SUPPLIED TEXT:
● ● ● ● ●

Yay! More flowers! :bounce:

This time it's the proserpinaca! :icon_mrgr


----------



## Jalopy (Aug 11, 2013)

That's awesome. I'm going to copy you and add a lot more dirt. I just had water on the bottom of mine but maybe the dirt is better at controlling humidity?


----------



## Big O (Jun 28, 2011)

*Really nice!*

I wish!


----------



## Aplomado (Feb 20, 2013)

Excellent job! I am impressed!


----------



## ChemGuyEthan (Apr 13, 2014)

Jalopy said:


> That's awesome. I'm going to copy you and add a lot more dirt. I just had water on the bottom of mine but maybe the dirt is better at controlling humidity?


Haha, thanks! They're fun! I don't know that the dirt (or in my case amazonia) does much for humidity control. I think it's the taller glass that really helps. So if you're in a dry climate, you may struggle with something like this without high rimmed bowls/containers. I see you're in the Bay area so you might be able to do a shallow bowl like the second one I made without too much trouble. I'm at the point now where I don't keep the saran on there much at all, just lay it over top in the morning then uncover it at night. Also do a misting in the morning.



Big O said:


> I wish!


Haha, right? It would be nice if more soil helped. I think what it does really help with is the stems. They have more space to fill their roots in.



Aplomado said:


> Excellent job! I am impressed!


Thank you! I appreciate the compliment!


----------



## thebuddha (Jul 16, 2012)

very cool! love the tall bowl


----------



## ChemGuyEthan (Apr 13, 2014)

thebuddha said:


> very cool! love the tall bowl


Thanks! I like the tall one too, that's why it's ending up on my desk at work. Hopefully the lamp won't be too annoying to have on the desk with it...


----------



## Dan110024 (Jul 14, 2014)

I think I know where my left over trimmings are going to go haha


----------



## ChemGuyEthan (Apr 13, 2014)

Dan110024 said:


> I think I know where my left over trimmings are going to go haha


Yeah, you should try it! I'm doing a big trim in my large tank this weekend, so I'll probably be setting up the 4th of these things. This one might be an actual wabi kusa, with the ball and everything, instead of just an emmersed-like setup.


----------



## Tributary (Jun 30, 2014)

This is really neat. Way to go!

Sent from my SAMSUNG-SGH-I997 using Tapatalk 2


----------



## ChemGuyEthan (Apr 13, 2014)

Tributary said:


> This is really neat. Way to go!
> 
> Sent from my SAMSUNG-SGH-I997 using Tapatalk 2


Thanks!


----------



## Carrie.a.gordon (Mar 16, 2011)

Awesome! Now I have something new to try to do.


----------



## ChemGuyEthan (Apr 13, 2014)

● ● ● ● ●

SUPPLIED DATA:
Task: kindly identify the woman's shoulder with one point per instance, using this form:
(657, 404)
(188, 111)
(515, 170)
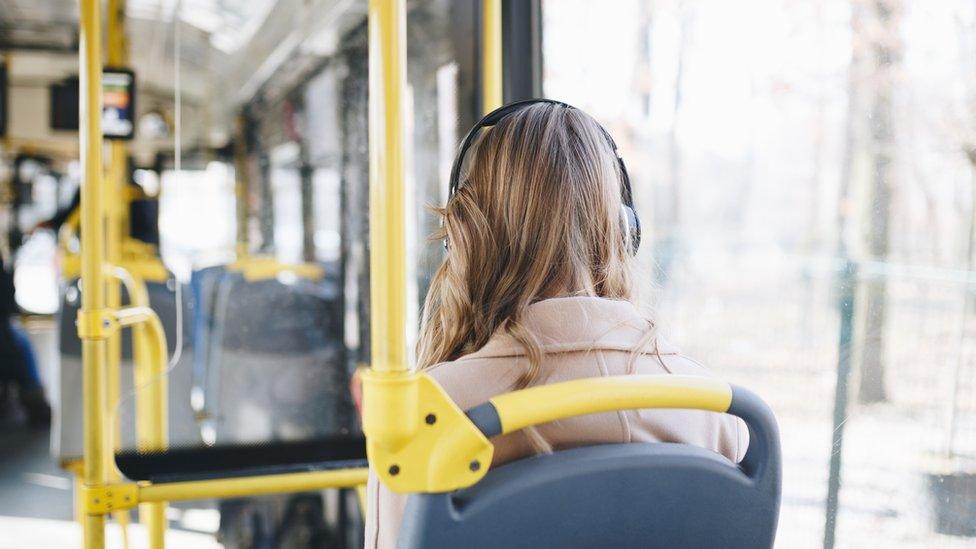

● ● ● ● ●

In the forum thread, what does ChemGuyEthan credit with really helping humidity control?

EXERCISE OUTPUT: The taller glass.